(Extracted records)
══════════════════════════════
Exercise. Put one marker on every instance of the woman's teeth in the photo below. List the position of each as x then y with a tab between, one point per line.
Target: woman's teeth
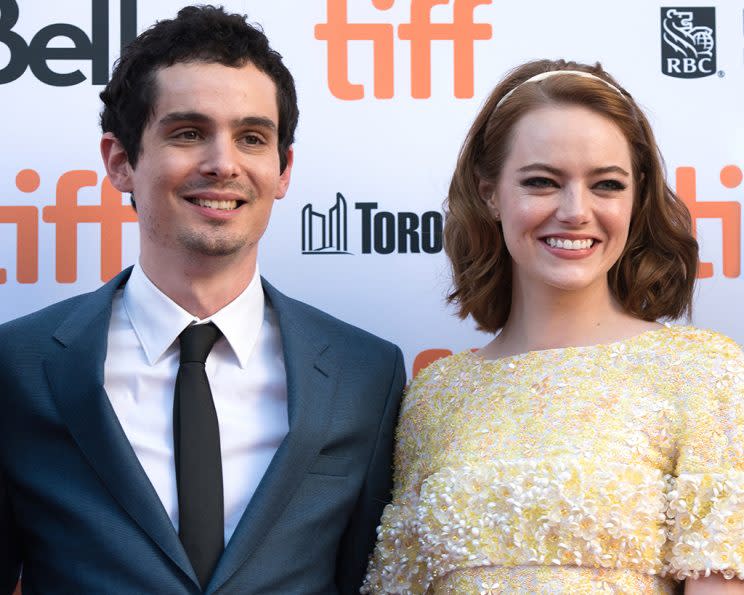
569	244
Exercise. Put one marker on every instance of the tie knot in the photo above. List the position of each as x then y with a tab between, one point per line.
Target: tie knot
197	341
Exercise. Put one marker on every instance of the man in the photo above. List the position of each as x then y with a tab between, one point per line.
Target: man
127	464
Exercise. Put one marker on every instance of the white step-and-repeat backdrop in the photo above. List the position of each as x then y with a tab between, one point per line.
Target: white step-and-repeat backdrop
387	90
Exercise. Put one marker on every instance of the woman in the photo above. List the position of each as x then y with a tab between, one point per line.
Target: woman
587	448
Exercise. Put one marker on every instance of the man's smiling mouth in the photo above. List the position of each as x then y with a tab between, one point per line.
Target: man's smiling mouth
220	205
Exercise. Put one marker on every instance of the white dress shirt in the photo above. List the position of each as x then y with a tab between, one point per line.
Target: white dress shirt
246	374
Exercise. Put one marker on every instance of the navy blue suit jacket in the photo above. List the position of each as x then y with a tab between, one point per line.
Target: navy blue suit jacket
78	512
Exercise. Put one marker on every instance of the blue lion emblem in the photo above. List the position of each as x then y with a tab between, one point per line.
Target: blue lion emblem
681	35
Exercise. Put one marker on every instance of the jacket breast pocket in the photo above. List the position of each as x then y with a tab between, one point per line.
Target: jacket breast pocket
330	465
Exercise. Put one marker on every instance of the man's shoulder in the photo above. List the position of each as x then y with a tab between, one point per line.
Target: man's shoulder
41	323
33	328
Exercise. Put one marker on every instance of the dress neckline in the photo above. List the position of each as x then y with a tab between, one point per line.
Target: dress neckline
636	341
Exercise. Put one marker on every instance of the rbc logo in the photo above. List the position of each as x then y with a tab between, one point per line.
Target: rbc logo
37	53
688	42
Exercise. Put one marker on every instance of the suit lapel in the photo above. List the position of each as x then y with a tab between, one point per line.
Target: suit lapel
311	368
83	337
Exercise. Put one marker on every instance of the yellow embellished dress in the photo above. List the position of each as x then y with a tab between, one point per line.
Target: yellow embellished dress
614	468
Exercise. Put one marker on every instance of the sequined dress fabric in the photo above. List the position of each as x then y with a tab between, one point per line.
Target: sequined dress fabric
615	468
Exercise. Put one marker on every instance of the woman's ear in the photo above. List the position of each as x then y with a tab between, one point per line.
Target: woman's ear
487	191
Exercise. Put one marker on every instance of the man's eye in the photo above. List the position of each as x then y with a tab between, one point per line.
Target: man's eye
614	185
539	182
253	139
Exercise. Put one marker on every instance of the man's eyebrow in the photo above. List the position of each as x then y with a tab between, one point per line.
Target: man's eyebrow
174	117
259	121
557	172
198	117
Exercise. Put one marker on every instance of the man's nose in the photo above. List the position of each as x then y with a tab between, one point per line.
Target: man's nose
221	158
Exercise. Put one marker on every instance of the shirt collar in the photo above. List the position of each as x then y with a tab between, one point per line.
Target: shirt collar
157	320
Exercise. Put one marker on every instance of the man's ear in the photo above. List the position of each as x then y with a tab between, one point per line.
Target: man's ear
286	174
487	192
116	162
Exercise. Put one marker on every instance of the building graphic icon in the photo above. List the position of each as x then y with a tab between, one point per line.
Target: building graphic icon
325	233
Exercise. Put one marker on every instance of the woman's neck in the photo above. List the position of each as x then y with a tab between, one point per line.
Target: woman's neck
553	318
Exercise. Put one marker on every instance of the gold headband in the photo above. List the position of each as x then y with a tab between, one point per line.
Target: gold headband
551	73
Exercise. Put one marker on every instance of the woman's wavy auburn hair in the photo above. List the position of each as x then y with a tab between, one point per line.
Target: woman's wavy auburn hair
654	276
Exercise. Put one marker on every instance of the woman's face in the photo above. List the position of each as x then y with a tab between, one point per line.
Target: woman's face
564	197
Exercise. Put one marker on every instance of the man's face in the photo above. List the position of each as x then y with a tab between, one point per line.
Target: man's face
208	171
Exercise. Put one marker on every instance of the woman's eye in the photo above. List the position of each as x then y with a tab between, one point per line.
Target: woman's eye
610	185
539	182
187	135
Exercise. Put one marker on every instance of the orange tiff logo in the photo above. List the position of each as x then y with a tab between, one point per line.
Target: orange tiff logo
65	215
420	31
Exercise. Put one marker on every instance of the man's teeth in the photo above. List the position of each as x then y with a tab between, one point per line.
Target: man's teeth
569	244
223	205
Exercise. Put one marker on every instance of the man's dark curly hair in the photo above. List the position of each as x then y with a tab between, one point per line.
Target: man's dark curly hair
197	34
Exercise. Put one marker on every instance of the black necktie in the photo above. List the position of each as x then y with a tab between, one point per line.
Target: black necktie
196	441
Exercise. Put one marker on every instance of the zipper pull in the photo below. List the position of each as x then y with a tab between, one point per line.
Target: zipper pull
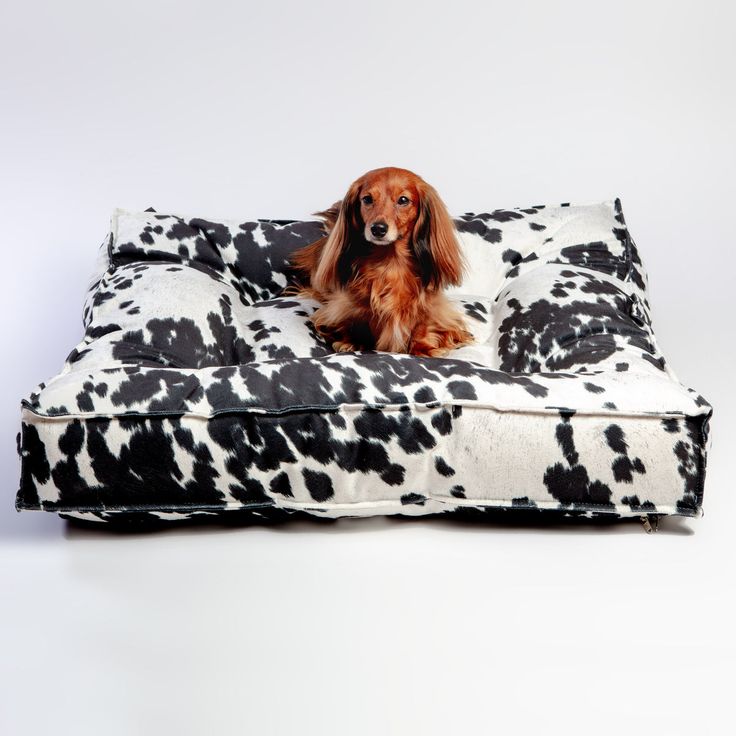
650	523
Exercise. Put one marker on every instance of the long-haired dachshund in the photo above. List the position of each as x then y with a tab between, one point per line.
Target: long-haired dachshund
380	271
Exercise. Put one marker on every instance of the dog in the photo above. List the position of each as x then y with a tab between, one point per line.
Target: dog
379	273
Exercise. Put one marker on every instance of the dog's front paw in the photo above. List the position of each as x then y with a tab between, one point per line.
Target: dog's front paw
341	346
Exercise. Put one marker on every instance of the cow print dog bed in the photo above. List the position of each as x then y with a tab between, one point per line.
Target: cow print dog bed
199	390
══════════════════════════════
What is required: Switch "marker" to "dot" everywhere in the data above and write out all of its lines again, changing nothing else. Leave the pictures out.

Output below:
Exercise. Put one dot on every instance of the woman's teeth in the photo below. List the position of each as x then y with a tab between, one point per line.
Target: woman's teeth
569	244
Exercise. Put one dot on every instance of the tie knot in the photo above. List the position of each as x then y with a tab between, one point per line.
Target: tie knot
197	341
Exercise. Put one dot on every instance of the man in the photo above. List the position of each as x then y with a tab between, one point per line.
Target: man
127	464
Exercise. Put one dot on every instance of the white step-and-repeat backdrop in the photo above. List the position of each as x then y with a tab between, one point per line.
Target: white step-and-repeat backdrop
387	90
Exercise. Put one dot on every instance of the woman in the photo above. List the position of each as x then y with a tab between, one point per line.
Target: woman
587	448
Exercise. Put one dot on every instance of the man's smiling mouth in the photo above. List the position of each as x then y with a tab between, one point per line.
Target: man's smiling mouth
220	205
Exercise. Put one dot on every instance of the white dress shirt in the photo above. List the position of each as x then y with a tab between, one point per line.
Target: white dress shirt
246	374
Exercise. Put one dot on every instance of the navy blue suit jacket in the photo above. List the position of each as x then y with a tab between, one point per line.
Target: navy blue suit jacket
78	512
Exercise. Put one dot on every instance of the blue lion emblem in the photo above. List the position of each as x then y with a tab between, one point per line.
Target: blue lion emblem
681	35
Exercise. Put one dot on every instance of the jacket breast pocket in the photo above. List the position of each as x then y with a tab between, one point per line.
Target: jacket breast pocket
330	465
Exercise. Put one dot on every instance of the man's shoulder in the photo above. List the position of each as x then y with a tab between, one point per line.
Target: man's shoulder
41	323
33	328
Exercise. Put one dot on every instance of the dress neckline in the photo above. List the position of each as x then y with a tab between, one point per line.
Target: dress neckline
636	341
Exercise. Put one dot on every instance of the rbc logo in the photo above. List the position of each as x then y with a tab between, one point per line.
Target: rbc logo
37	53
688	42
Exercise. Put one dot on every instance of the suit lapel in the photo above. List the position of each as x then y with a tab between, one point per line.
Target: suit lapel
311	368
83	337
Exercise. Put one dot on every instance of the yellow embellished dress in the photo above. List the position of each as x then y with a tab between, one point per line.
Target: yellow embellished dress
614	468
Exercise. Put one dot on every instance of the sequined dress fabric in the photo above. List the position of each as x then y with a tab between, one point per line.
Target: sequined dress fabric
615	468
Exercise. Put one dot on every instance of the woman's ear in the photo above. List the position of each as x then y with a tab between, one point per line.
Target: woman's ear
487	191
Exercise. Put one dot on every instance of the man's eye in the photo above. List the position of each as x then y with a tab between, one point per line.
Target: man's eye
614	185
539	182
253	139
Exercise. Put one dot on every instance of the man's eyebrow in the photo above. List the position of each as x then y with a tab between, one point per line.
Target: man's eyebrow
174	117
259	121
557	172
198	117
Exercise. Put one dot on every instance of the man's nose in the photo above. List the position of each as x then y with a tab between, one point per line.
Target: man's nose
221	158
Exercise. Put one dot on every instance of the shirt collar in the photo above. List the position of each as x then y with a tab between, one point per line.
Target: shirt collar
157	320
Exercise. Put one dot on every instance of the man's ear in the photo above. List the position of each as x then y with a tab between, one point per line.
Target: man's ear
286	174
487	192
116	162
Exercise. Put one dot on every instance of the building graphic icon in the photo above. List the position of each as x then y with a tab between, one point per line.
Target: building graphic icon
325	233
Exercise. Put one dot on every instance of the woman's neck in the photo above. List the position of each as x then y with a tab between, one point per line.
Target: woman's neck
553	318
Exercise. Put one dot on every instance of the gold headband in the photo above. List the position of each as x then y with a tab between, one point per line.
Target: gold headband
551	73
Exercise. Put one dot on every instance of the woman's wavy auburn hair in the photo above. List the position of each as x then y with a tab between, one point per line.
Target: woman's wavy auburn hair
654	276
Exercise. Put one dot on every instance of the woman's face in the photo above. List the position of each as x then y with a tab between, one point per line.
Target: woman's face
564	197
Exercise. Put one dot on every instance of the man's face in the photo above. List the position of each as x then y with a tab between, one point per line.
Target: man's face
208	171
Exercise. Put one dot on every instance of the woman's eye in the photo above. List the position of each as x then y with a tab between, one point per line.
Target: woman's eye
610	185
539	182
187	135
Exercise. Put one dot on every instance of the orange tiff logo in the photo above. List the position of each as x then y with a tab between, one point per line.
Target: orange tiff logo
65	215
420	31
Exercise. Put one dot on every instance of the man's teeth in the photo above. List the position of each as x then y with a tab between, one point per line.
Target: man's teeth
569	244
223	205
Exercise. Put one dot on every instance of the man's dark curly hair in the photo above. List the position of each as x then y with a tab between, one point per line.
Target: man's dark curly hair
197	34
Exercise. Put one dot on every instance of the black necktie in the photo above. List the position of each as x then y with a tab between, one point per line.
Target: black necktie
196	441
Exercise. Put one dot on every instance of the zipper pull in the photo below. List the position of each as x then y with a tab between, one point per line.
Target: zipper pull
650	523
Exercise. Put one dot on every instance of the long-haired dachshund in the photo above. List the position of each as x then y with a tab between, one point per line.
Target: long-haired dachshund
380	271
Exercise. Put one dot on every instance of the dog in the photo above. List the position of each as x then y with a tab between, one point per line.
Target: dog
379	273
Exercise. Put one dot on every instance of the dog's front paw in the photo above. List the position of each as x then y with a tab between, one point per line.
Target: dog's front paw
341	346
Exercise. Put one dot on every instance of the cow print dog bed in the photo above. List the position of each as x then y with a tab between, one point per line.
Target: cow print dog bed
199	390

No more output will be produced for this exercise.